---- Records provided

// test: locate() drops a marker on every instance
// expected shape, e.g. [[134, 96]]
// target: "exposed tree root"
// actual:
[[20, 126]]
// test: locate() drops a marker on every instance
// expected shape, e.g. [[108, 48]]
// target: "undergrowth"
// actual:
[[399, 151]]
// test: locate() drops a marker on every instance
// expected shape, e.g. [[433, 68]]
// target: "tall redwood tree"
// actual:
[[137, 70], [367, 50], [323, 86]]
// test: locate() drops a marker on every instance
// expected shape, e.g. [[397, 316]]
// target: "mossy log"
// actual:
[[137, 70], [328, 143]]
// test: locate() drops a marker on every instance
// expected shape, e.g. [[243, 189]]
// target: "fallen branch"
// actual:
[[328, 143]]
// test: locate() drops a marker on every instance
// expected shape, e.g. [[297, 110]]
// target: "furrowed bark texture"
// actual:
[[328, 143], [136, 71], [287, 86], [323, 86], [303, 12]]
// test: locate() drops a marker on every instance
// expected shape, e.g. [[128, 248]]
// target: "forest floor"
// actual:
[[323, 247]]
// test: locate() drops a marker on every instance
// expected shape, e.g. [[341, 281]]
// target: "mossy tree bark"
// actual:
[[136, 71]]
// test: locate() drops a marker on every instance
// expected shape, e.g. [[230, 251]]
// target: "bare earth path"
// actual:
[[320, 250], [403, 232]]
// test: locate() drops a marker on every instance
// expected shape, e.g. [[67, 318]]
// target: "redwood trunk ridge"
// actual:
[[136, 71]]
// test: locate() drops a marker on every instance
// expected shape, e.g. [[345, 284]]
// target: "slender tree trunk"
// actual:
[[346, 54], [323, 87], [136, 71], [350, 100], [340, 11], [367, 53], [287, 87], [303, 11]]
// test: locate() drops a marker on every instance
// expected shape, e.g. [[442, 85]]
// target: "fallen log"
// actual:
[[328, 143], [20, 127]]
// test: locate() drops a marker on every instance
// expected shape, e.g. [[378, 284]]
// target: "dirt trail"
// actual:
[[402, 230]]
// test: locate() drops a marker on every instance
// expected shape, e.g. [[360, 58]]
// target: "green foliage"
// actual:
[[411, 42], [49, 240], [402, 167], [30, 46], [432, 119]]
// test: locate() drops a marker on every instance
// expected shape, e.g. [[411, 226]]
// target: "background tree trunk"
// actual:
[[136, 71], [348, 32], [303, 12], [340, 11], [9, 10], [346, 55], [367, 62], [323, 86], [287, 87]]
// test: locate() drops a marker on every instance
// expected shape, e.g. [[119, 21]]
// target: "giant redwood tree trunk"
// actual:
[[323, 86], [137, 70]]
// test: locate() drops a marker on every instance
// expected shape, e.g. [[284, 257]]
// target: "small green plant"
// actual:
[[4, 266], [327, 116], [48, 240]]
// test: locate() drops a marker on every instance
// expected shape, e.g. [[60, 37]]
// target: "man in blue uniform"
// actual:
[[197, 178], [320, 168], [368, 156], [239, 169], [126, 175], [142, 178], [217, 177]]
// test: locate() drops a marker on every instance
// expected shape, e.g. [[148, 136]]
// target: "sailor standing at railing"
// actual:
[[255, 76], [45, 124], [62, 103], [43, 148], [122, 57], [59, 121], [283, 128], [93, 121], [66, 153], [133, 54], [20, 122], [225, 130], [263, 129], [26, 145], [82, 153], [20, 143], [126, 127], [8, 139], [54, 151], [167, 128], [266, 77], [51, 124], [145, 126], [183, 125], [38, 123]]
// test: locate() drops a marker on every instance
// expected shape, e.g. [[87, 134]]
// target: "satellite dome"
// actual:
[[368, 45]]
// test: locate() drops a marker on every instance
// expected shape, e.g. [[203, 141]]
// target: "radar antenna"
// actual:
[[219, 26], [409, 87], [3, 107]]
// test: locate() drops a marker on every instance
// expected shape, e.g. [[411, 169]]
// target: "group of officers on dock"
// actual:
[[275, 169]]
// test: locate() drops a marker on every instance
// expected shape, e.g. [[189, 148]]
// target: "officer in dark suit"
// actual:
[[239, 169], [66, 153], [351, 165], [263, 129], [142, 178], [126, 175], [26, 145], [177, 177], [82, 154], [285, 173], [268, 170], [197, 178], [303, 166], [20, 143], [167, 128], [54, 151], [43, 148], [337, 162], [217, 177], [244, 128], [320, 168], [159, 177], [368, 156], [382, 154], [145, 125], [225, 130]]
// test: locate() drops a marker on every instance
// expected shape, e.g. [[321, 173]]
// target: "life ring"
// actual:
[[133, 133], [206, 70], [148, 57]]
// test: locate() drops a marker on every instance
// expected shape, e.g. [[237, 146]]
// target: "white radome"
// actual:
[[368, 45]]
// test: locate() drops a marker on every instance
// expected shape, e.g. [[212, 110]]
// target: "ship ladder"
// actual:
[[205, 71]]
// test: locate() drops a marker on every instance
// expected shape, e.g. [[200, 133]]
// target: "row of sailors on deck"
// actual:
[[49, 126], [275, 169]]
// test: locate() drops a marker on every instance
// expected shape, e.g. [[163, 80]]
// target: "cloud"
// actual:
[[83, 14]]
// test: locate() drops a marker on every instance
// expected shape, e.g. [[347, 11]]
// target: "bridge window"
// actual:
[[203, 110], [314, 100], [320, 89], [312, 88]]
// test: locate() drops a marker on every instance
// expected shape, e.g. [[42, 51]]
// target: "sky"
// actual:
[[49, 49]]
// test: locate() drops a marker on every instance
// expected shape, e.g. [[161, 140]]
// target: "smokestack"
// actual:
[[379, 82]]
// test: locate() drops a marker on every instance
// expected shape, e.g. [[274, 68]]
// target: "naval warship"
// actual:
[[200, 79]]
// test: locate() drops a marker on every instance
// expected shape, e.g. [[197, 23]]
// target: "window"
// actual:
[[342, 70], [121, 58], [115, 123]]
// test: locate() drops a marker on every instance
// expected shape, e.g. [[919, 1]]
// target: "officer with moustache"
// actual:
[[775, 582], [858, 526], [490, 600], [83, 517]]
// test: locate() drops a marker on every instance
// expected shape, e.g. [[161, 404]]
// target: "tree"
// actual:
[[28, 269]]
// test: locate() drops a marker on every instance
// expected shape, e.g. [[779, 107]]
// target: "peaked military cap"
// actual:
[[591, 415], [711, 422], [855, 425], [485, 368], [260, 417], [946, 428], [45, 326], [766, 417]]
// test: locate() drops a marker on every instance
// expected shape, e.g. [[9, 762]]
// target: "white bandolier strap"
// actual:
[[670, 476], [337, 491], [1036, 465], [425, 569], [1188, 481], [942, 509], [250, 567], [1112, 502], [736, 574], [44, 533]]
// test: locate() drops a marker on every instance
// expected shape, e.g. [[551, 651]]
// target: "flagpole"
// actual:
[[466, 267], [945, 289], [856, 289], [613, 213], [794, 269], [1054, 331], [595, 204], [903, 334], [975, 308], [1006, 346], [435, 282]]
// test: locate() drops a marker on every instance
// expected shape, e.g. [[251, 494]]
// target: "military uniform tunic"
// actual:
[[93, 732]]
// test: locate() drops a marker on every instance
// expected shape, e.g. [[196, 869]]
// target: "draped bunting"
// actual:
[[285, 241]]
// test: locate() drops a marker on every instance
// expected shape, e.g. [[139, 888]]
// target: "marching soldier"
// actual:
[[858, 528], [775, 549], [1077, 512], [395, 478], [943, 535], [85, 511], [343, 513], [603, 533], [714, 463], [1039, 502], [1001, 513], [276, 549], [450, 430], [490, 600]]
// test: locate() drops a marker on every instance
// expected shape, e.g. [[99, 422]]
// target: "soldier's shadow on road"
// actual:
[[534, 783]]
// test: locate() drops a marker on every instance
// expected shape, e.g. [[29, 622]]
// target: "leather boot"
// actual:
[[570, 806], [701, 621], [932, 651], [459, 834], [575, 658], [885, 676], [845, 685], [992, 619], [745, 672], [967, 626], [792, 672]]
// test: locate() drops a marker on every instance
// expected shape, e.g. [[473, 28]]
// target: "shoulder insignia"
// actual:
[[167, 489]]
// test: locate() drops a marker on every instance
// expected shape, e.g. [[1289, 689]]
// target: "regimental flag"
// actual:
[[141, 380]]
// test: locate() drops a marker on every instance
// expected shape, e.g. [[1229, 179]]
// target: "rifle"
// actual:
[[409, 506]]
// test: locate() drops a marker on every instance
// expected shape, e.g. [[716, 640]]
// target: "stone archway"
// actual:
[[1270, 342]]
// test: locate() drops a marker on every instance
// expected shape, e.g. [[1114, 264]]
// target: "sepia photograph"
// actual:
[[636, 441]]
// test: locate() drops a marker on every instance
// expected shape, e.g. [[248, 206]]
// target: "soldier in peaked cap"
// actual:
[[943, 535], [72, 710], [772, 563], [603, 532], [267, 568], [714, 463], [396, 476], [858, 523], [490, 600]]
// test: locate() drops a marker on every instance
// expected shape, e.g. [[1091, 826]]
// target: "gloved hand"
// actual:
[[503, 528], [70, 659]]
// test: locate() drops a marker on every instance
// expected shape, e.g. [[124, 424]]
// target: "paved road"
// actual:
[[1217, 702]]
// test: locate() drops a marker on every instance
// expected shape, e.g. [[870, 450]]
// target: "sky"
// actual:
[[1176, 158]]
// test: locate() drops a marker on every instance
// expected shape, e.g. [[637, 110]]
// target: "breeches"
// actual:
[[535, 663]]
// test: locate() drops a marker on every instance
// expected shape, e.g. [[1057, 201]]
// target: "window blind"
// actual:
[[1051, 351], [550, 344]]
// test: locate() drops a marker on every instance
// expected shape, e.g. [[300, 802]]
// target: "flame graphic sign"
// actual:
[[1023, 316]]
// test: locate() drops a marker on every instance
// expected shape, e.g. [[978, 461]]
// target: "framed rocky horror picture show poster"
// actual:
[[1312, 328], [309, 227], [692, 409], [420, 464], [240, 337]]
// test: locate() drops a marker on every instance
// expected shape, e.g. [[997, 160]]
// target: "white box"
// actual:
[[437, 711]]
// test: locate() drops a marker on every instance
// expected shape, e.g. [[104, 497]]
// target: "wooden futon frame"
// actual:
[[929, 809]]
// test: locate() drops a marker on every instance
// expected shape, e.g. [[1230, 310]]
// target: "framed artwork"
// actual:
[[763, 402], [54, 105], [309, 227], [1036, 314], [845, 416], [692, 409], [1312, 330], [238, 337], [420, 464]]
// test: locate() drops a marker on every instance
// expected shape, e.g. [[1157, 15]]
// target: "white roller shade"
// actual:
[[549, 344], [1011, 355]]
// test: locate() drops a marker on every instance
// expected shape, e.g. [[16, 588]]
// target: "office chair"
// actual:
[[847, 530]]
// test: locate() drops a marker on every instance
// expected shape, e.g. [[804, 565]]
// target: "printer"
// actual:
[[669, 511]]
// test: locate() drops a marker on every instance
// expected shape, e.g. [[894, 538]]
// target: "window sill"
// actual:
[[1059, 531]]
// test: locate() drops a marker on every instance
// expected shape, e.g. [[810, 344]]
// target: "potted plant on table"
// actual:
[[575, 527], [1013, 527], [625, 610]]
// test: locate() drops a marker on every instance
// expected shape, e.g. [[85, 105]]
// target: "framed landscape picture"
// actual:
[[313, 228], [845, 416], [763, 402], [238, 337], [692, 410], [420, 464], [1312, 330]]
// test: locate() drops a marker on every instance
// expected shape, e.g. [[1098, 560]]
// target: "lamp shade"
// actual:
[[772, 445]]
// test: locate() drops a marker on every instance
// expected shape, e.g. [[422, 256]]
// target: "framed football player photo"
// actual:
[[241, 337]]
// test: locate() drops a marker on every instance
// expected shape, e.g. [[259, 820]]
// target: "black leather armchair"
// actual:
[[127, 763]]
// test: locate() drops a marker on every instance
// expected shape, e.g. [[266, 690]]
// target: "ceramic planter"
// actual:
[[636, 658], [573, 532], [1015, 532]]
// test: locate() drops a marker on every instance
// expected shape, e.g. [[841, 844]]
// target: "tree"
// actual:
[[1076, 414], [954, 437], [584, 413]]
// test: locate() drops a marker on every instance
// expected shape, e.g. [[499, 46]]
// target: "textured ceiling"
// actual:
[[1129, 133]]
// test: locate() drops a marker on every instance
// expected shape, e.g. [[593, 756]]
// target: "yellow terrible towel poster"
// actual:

--------

Go through the records above, find every line with the word "mossy", and list those lines.

// target: "mossy log"
// target: "mossy tree bark"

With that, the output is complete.